TO DO: Give back all the records exactly, keeping every line whole.

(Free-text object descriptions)
★ ★ ★ ★ ★ ★ ★
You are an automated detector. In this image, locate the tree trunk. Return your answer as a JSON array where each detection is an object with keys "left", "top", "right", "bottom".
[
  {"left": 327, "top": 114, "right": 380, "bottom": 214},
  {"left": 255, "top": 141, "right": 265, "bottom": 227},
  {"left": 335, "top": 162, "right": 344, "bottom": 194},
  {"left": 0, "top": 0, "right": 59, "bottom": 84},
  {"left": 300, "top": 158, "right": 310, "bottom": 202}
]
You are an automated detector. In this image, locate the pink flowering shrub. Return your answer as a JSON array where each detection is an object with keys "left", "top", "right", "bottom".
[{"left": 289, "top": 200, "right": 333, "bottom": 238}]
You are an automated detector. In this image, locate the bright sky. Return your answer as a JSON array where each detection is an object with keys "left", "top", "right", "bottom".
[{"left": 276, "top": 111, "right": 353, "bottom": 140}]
★ ★ ★ ★ ★ ★ ★
ANSWER BELOW:
You are an automated detector. In this image, locate the tree trunk. Return your answer as a JSON array where each detection is an object with keys "left", "top", "right", "bottom".
[
  {"left": 327, "top": 114, "right": 380, "bottom": 214},
  {"left": 255, "top": 141, "right": 265, "bottom": 227},
  {"left": 335, "top": 162, "right": 344, "bottom": 194},
  {"left": 0, "top": 0, "right": 59, "bottom": 84},
  {"left": 300, "top": 158, "right": 310, "bottom": 202}
]
You are an automated detector. In this image, locate the pink flowering shrub. Return your answer as a JSON array where each detection is an object with keys "left", "top", "right", "bottom".
[{"left": 289, "top": 200, "right": 333, "bottom": 238}]
You are an automated detector. In this image, locate the bright sky. Return your answer as a JSON array where each detection is an object with keys "left", "top", "right", "bottom".
[{"left": 276, "top": 111, "right": 353, "bottom": 140}]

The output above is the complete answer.